Passage -
'''

Protein Engineering, Vol. 14, No. 4, 261-267, April 2001
Application of a very high-throughput digital imaging screen to evolve the enzyme galactose oxidase
Simon Delagrave1, Dennis J. Murphy, Jennifer L. Rittenhouse Pruss, Anthony M.
Maffia, III, Barry L. Marrs, Edward J. Bylina2, William J.
Coleman2, Christina L. Grek2, Michael R. Dilworth2, Mary M.
Yang2, and Douglas C. Youvan2,
1 Hercules Incorporated, Corporate Research, 500 Hercules Road, Wilmington, DE 19808 and 2 Kairos Scientific, 10225 Barnes Canyon Road, #A110, San Diego, CA 92121, USA
Directed evolution has become an important enabling technology for the development of new enzymes in the chemical and pharmaceutical industries. Some of the most interesting substrates for these enzymes, such as polymers, have poor solubility or form highly viscous solutions and are therefore refractory to traditional high-throughput screens used in directed evolution. We combined digital imaging spectroscopy and a new solid-phase screening method to screen enzyme variants on problematic substrates highly efficiently and show here that the specific activity of the enzyme galactose oxidase can be improved using this technology. One of the variants we isolated, containing the mutation C383S, showed a 16-fold increase in activity, due in part to a 3-fold improvement in Km. The present methodology should be applicable to the evolution of numerous other enzymes, including polysaccharide-modifying enzymes that could be used for the large-scale synthesis of modified polymers with novel chemical properties.

'''

Dataset entries
'''

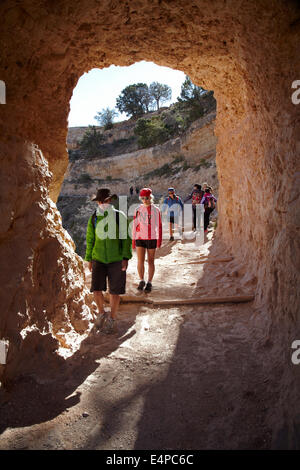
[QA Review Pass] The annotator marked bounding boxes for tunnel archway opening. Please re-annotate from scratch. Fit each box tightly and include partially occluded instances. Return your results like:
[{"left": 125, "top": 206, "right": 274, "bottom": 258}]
[{"left": 57, "top": 61, "right": 218, "bottom": 257}]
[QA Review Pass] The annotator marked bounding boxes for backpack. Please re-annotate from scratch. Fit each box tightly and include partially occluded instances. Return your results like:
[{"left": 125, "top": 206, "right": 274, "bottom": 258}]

'''

What you will do - Duplicate the stretch of the galactose oxidase abstract from "Protein Engineering, Vol." through "Pruss, Anthony M.". The records have no connection to the galactose oxidase abstract.

Result below -
Protein Engineering, Vol. 14, No. 4, 261-267, April 2001
Application of a very high-throughput digital imaging screen to evolve the enzyme galactose oxidase
Simon Delagrave1, Dennis J. Murphy, Jennifer L. Rittenhouse Pruss, Anthony M.